(Extracted data entries)
** START **
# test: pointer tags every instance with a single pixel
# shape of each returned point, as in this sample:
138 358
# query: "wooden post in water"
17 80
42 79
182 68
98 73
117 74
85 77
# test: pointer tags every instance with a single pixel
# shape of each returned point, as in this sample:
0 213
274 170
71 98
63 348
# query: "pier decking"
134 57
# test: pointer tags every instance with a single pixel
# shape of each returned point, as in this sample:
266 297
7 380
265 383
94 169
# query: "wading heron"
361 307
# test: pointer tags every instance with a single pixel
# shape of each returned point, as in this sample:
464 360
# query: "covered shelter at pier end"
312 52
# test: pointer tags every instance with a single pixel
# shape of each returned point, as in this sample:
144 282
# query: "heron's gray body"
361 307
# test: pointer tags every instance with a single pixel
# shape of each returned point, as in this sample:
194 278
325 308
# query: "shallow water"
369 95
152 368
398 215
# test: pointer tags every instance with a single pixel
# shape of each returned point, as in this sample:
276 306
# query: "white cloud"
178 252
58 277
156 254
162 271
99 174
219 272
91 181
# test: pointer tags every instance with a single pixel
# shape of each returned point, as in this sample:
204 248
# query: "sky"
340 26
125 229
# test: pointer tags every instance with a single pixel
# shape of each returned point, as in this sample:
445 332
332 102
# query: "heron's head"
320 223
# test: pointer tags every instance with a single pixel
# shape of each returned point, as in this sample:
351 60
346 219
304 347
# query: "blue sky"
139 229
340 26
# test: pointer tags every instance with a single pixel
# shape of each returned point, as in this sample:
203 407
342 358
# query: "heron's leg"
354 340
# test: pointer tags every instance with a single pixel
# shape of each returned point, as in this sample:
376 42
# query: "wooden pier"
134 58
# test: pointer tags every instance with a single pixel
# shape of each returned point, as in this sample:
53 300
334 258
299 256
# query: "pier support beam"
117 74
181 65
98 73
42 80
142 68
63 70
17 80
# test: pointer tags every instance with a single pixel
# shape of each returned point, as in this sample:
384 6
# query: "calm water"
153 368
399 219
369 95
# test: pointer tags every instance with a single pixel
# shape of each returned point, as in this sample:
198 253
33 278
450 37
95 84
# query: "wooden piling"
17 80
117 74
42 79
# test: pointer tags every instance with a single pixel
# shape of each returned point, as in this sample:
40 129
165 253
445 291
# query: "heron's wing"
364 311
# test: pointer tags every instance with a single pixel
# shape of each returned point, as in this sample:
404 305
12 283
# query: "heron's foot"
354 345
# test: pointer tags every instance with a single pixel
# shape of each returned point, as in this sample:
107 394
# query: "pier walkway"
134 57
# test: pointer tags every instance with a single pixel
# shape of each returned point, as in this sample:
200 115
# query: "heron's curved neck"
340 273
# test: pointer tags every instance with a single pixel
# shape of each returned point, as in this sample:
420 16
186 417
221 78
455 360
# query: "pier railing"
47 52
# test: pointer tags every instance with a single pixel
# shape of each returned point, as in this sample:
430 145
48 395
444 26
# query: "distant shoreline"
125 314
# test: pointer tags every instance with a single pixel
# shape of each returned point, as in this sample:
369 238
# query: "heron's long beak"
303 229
** END **
- [CHALLENGE] Tally the lines in the rows above that contain the string "wooden", treating uppercase and lowercase as distinct. Reply with the number alone.

- [EXPECTED ANSWER] 3